### Görev 1
Aşağıdaki Yargıtay kararına göre şu ifadelerin her biri için evet veya hayır deyin ve kararı belirleyen sözleri aynen alıntılayın: (a) Yerel mahkeme davayı kabul etmiştir. (b) Dosyada davacıya yapılmış yazılı bir fesih tebligatı bulunmaktadır. (c) Davacı, iş sözleşmesinin hamileliği sebebiyle raporlu olduğu sırada feshedildiğini ileri sürmüştür.
### Görev 2
Lütfen aşağıdaki Yargıtay kararını son cümlesinden sonra devam ettirin.

### Verilen Alıntı
_ _ _
Mesajı Okuyun
Old 23-02-2009, 13:09   #3
justicewarior

 
Varsayılan

T.C. YARGITAY
9.Hukuk Dairesi

Esas: 2005/23335
Karar: 2005/30197
Karar Tarihi: 15.09.2005

ÖZET : Davacı, feshin geçersizliği ve işe iadesine karar verilmesini talep etmiştir. Mahkeme davacının; adına banka ücret hesabına yatırılan tazminatları çektiği anda fesihten haberdar olduğunu ve bu durumda o tarihten dava tarihine kadar işe iade davası açması için gerekli bir aylık hak düşürücü süreyi geçirdiği gerekçesiyle davanın reddine karar vermiştir. Dosyadaki bilgi ve belgelerden davacıya yapılmış yazılı bir fesih tebligatı olmadığı görülmektedir. Bildirimin yazılı yapılması ve fesih sebebinin açık ve kesin şekilde belirtilmesini bir zorunluluk olarak düzenlemiştir ve fesih tebliğinden itibaren bir ay içinde iş mahkemesine işe iade davası açılabileceği düzenlemesini getirmektedir.



(4857 S. K. m. 19/1, 20/1)

Dava: Davacı, feshin geçersizliği ve işe iadesine karar verilmesini istemiştir. Yerel mahkeme, davayı reddetmiştir.

Hüküm süresi içinde davacı avukatı tarafından temyiz edilmiş olmakla dosya incelendi, gereği konuşulup düşünüldü:

Karar: Davacı işçi, iş sözleşmesinin hamileliği sebebiyle raporlu olduğu sırada feshedildiğini ileri sürerek feshin geçersizliği ile işe iadesine ve buna bağlı tazminat ile boşta geçen süre ücretinin hüküm altına alınması isteğinde bulunmuştur.
_ _ _
### Kaynak Alıntısı
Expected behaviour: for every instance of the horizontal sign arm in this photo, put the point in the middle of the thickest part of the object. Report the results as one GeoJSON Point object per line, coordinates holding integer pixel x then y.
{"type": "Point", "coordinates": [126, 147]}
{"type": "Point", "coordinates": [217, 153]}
_ _ _
### Alıştırma Çıktısı 1
(a) Hayır: "Yerel mahkeme, davayı reddetmiştir."
(b) Hayır: "davacıya yapılmış yazılı bir fesih tebligatı olmadığı görülmektedir"
(c) Evet: "iş sözleşmesinin hamileliği sebebiyle raporlu olduğu sırada feshedildiğini ileri sürerek"

### Alıştırma Çıktısı 2
Davalı işveren sözleşmenin İş Kanununun 17. maddesi gereğince feshedildiğini belirterek davanın reddine karar verilmesini talep etmiştir.

Mahkeme davacının; adına banka ücret hesabına yatırılan tazminatları çektiği anda fesihten haberdar olduğunu ve bu durumda o tarihten dava tarihine kadar işe iade davası açması için gerekli bir aylık hak düşürücü süreyi geçirdiği gerekçesiyle davanın reddine karar vermiştir.

Hüküm davacı vekilince temyiz edilmiştir.

Dosyadaki bilgi ve belgelerden davacıya yapılmış yazılı bir fesih tebligatı olmadığı görülmektedir. 4857 sayılı yasanın 19/1 maddesi, bildirimin yazılı yapılması ve fesih sebebinin açık ve kesin şekilde belirtilmesini bir zorunluluk olarak düzenlemiştir. Yine aynı yasanın 20/1 maddesi fesih tebliğinden itibaren bir ay içinde iş mahkemesine işe iade davası açılabileceği düzenlemesini getirmektedir.

Sonuç: 4857 Sayılı İş Kanunun 19/1 ve 20/1 maddesi uyarınca Dairemizce aşağıdaki şekilde hüküm kurmak gerekmiştir.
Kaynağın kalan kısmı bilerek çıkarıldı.